(Location labeling records)
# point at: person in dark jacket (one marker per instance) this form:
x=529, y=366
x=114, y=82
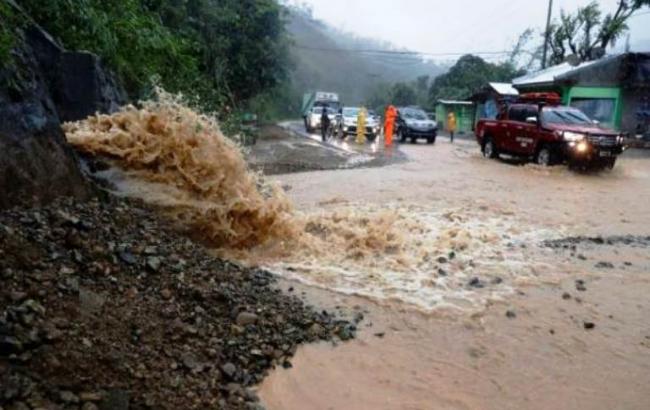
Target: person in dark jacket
x=325, y=122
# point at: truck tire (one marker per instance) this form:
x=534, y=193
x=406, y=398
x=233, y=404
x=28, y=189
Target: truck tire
x=401, y=136
x=489, y=149
x=544, y=156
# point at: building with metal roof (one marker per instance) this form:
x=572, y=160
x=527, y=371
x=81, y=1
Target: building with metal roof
x=614, y=90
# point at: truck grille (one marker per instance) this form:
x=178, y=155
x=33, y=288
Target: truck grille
x=602, y=140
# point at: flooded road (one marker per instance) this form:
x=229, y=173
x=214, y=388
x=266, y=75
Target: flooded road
x=561, y=327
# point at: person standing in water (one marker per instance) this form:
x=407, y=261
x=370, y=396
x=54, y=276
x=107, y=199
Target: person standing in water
x=389, y=124
x=325, y=123
x=361, y=126
x=451, y=125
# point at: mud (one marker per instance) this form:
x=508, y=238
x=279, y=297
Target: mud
x=287, y=148
x=466, y=305
x=571, y=334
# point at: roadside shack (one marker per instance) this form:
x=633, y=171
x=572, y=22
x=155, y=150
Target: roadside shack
x=614, y=90
x=487, y=99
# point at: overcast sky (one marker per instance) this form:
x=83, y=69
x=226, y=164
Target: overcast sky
x=438, y=26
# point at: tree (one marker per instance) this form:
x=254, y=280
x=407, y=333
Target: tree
x=468, y=75
x=587, y=34
x=403, y=94
x=223, y=51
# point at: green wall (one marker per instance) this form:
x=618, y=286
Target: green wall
x=614, y=93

*Task objective:*
Switch each "Target" in the records to "Object" and write all the records out again with nothing else changed. Leave the pictures out.

*Full solution:*
# point at: person in dark jacket (one marker per instance) this form:
x=529, y=366
x=114, y=82
Object: person in dark jacket
x=325, y=122
# point at: truck tire (one marker per instance) this form:
x=534, y=193
x=406, y=398
x=233, y=404
x=28, y=189
Object: truck tire
x=401, y=136
x=489, y=149
x=544, y=156
# point at: building with metal roof (one marker per instance) this form:
x=572, y=160
x=527, y=371
x=81, y=1
Object: building with metal roof
x=614, y=90
# point at: truck grille (one marker per instance) this form:
x=178, y=155
x=33, y=288
Object: truck grille
x=602, y=140
# point at: flooded road (one marker per instance) this form:
x=229, y=173
x=214, y=388
x=266, y=75
Object: flooded road
x=561, y=327
# point at: person standing in water (one marker per instance) this form:
x=407, y=261
x=370, y=396
x=54, y=276
x=107, y=199
Object: person standing in water
x=389, y=124
x=325, y=123
x=361, y=126
x=451, y=125
# point at: mud (one marker per instance) this form:
x=508, y=238
x=279, y=297
Object: mud
x=287, y=148
x=466, y=305
x=571, y=334
# point at: roadside shack (one marker per instance) this form:
x=633, y=171
x=572, y=22
x=155, y=150
Object: roadside shack
x=614, y=90
x=487, y=99
# point at: overcast sky (one marker per instance) this form:
x=83, y=69
x=226, y=164
Object: overcast sky
x=438, y=26
# point at: tree (one marker per instance) this form:
x=254, y=280
x=407, y=333
Object: tree
x=468, y=75
x=587, y=34
x=403, y=94
x=223, y=51
# point at: green wall (one marker per instance) this form:
x=618, y=286
Object: green wall
x=614, y=93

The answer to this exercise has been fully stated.